EXERCISE REQUIREMENTS -
Can you change "verify" to "check" wherever it occurs in the data below and return all the lines with nothing else altered?

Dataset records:
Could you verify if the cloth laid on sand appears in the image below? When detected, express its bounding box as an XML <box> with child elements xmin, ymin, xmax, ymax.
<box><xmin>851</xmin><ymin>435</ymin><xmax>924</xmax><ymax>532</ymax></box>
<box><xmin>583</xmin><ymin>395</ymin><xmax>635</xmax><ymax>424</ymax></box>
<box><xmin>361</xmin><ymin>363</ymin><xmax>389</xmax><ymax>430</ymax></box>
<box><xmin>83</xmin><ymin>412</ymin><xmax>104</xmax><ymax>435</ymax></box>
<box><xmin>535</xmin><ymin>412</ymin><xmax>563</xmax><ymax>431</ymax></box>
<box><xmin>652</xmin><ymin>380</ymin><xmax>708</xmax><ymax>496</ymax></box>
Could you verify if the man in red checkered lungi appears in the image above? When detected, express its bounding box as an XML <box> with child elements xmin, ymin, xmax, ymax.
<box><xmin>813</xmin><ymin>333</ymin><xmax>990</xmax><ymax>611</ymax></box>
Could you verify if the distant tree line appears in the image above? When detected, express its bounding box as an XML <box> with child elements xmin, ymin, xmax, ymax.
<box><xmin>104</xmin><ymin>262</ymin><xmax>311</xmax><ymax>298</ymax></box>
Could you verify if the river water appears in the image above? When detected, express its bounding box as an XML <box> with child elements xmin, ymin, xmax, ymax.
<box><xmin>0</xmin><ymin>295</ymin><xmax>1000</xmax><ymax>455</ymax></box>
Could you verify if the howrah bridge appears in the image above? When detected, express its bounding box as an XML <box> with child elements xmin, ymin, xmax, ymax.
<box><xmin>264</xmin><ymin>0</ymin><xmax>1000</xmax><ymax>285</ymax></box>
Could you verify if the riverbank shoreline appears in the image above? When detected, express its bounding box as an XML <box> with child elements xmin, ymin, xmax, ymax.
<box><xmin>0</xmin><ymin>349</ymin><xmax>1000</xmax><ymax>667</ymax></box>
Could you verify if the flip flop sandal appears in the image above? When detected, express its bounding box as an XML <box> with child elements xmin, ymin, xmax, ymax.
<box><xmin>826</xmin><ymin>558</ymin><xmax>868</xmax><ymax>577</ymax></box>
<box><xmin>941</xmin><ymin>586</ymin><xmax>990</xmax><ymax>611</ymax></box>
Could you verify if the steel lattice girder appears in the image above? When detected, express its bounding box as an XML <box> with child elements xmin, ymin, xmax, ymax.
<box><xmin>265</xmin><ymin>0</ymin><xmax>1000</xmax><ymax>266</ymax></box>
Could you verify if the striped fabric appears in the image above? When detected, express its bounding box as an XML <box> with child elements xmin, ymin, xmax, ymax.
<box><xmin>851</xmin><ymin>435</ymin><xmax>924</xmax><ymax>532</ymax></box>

WRITTEN RESPONSE -
Could you check if the cloth laid on sand appears in the image below? When detected, express its bounding box as an XML <box> with child elements xmin, ymin, xmax, ymax.
<box><xmin>851</xmin><ymin>435</ymin><xmax>924</xmax><ymax>532</ymax></box>
<box><xmin>583</xmin><ymin>395</ymin><xmax>635</xmax><ymax>424</ymax></box>
<box><xmin>361</xmin><ymin>363</ymin><xmax>389</xmax><ymax>430</ymax></box>
<box><xmin>83</xmin><ymin>412</ymin><xmax>104</xmax><ymax>435</ymax></box>
<box><xmin>535</xmin><ymin>412</ymin><xmax>563</xmax><ymax>431</ymax></box>
<box><xmin>652</xmin><ymin>380</ymin><xmax>708</xmax><ymax>496</ymax></box>
Could you check if the man in red checkered lungi appears in the image above? When detected, express its bounding box as an XML <box> with child elements xmin, ymin, xmax, ymax.
<box><xmin>813</xmin><ymin>333</ymin><xmax>990</xmax><ymax>611</ymax></box>
Could you check if the distant tree line appears in the image above? When detected, express its bounding box as an XML <box> with child elements xmin, ymin, xmax, ymax.
<box><xmin>104</xmin><ymin>262</ymin><xmax>311</xmax><ymax>298</ymax></box>
Could you check if the river water appears in the image above? When detected, express its bounding box as an XML <box> with child elements xmin, ymin, xmax, ymax.
<box><xmin>0</xmin><ymin>295</ymin><xmax>1000</xmax><ymax>455</ymax></box>
Could you check if the howrah bridge appears in the image above? When detected, express its bounding box as an XML <box> with child elements xmin, ymin, xmax, ymax.
<box><xmin>264</xmin><ymin>0</ymin><xmax>1000</xmax><ymax>285</ymax></box>
Could you check if the riverbank shoreline appears in the image above? When detected, express its bounding box as an XML <box> with child elements xmin, ymin, xmax, ymax.
<box><xmin>0</xmin><ymin>349</ymin><xmax>1000</xmax><ymax>667</ymax></box>
Could you check if the flip flop sandal appears in the image above? When detected, express its bounding box as an XML <box> with child elements xmin, ymin, xmax, ymax.
<box><xmin>826</xmin><ymin>558</ymin><xmax>868</xmax><ymax>577</ymax></box>
<box><xmin>941</xmin><ymin>586</ymin><xmax>990</xmax><ymax>611</ymax></box>
Could you check if the steel lattice girder appears in the image above? When detected, express its bounding box as an XML <box> with child elements xmin, ymin, xmax, ymax.
<box><xmin>265</xmin><ymin>0</ymin><xmax>1000</xmax><ymax>266</ymax></box>
Could you check if the striped fabric appears in the image above? When detected, express its bounding box as an XML <box> with child elements xmin, ymin, xmax, ymax.
<box><xmin>851</xmin><ymin>435</ymin><xmax>924</xmax><ymax>532</ymax></box>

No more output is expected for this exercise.